### TEXT SEGMENT
========

The Standard-Times of New Bedford (Mass.), April 29:
A photo published in The Baltimore Sun on April 28 showed young black men gleefully, almost hysterically, dashing out of a looted Baltimore CVS store that would later be set ablaze.
One was clutching a box of Fruit Loops and a half-gallon of ice cream, and one had a couple 50-ounce bottles of Arm & Hammer Laundry Detergent, dermatologist tested, for sensitive skin.
The mob mentality that existed at that moment prompted them to grab items worth less than $20. It was a criminal act warped by the African-American experience in the U.S., where they and their ancestors have long been denied the staples of daily life as immediate as food and as abstract as opportunity to participate in the American dream. Their crime makes an undeniably convincing argument for the need to discuss slavery reparations.
The concentrations of black populations in urban centers are the result of generations of racist policies on housing, banking, education, employment and criminal justice. These cities absorbed people freed from a 250-year-old slave economy that required a civil war to end it. The truth is, the bigotry and commercial exploitation of African-Americans that enriched the nation’s earliest industrialists still exists and continues to funnel black communities into dead ends from which escape is difficult, to say the least.

========

### Image point grounding data
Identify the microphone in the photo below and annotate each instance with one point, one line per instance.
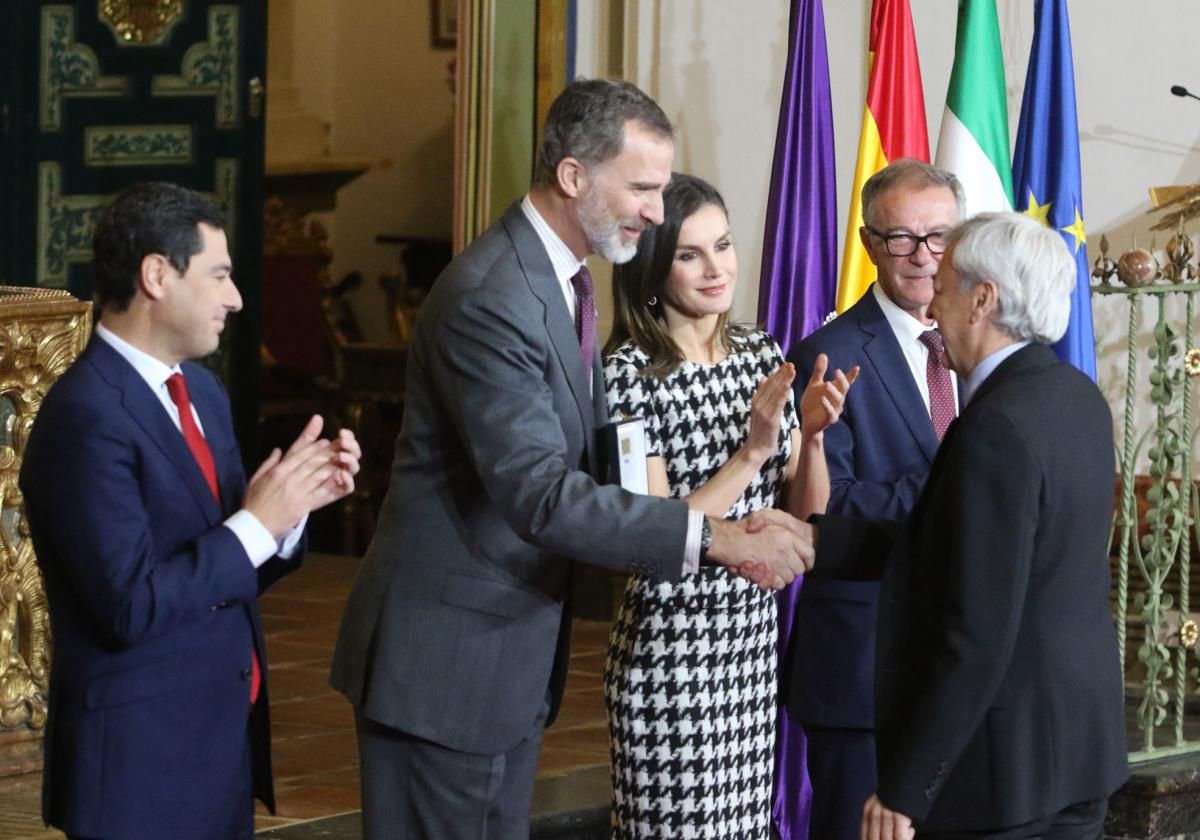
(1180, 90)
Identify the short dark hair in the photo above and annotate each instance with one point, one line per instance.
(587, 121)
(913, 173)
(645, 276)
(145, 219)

========

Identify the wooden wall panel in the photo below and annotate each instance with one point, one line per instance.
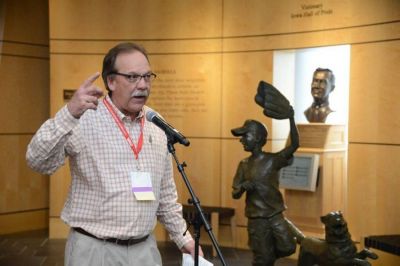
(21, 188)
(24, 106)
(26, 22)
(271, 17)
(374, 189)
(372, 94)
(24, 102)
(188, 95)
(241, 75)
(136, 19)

========

### WORK ORDER
Copy out the full Standard-Times editorial from above word for word, leaving nothing out.

### THE ANSWER
The Standard-Times of New Bedford (Mass.), April 29:
A photo published in The Baltimore Sun on April 28 showed young black men gleefully, almost hysterically, dashing out of a looted Baltimore CVS store that would later be set ablaze.
One was clutching a box of Fruit Loops and a half-gallon of ice cream, and one had a couple 50-ounce bottles of Arm & Hammer Laundry Detergent, dermatologist tested, for sensitive skin.
The mob mentality that existed at that moment prompted them to grab items worth less than $20. It was a criminal act warped by the African-American experience in the U.S., where they and their ancestors have long been denied the staples of daily life as immediate as food and as abstract as opportunity to participate in the American dream. Their crime makes an undeniably convincing argument for the need to discuss slavery reparations.
The concentrations of black populations in urban centers are the result of generations of racist policies on housing, banking, education, employment and criminal justice. These cities absorbed people freed from a 250-year-old slave economy that required a civil war to end it. The truth is, the bigotry and commercial exploitation of African-Americans that enriched the nation’s earliest industrialists still exists and continues to funnel black communities into dead ends from which escape is difficult, to say the least.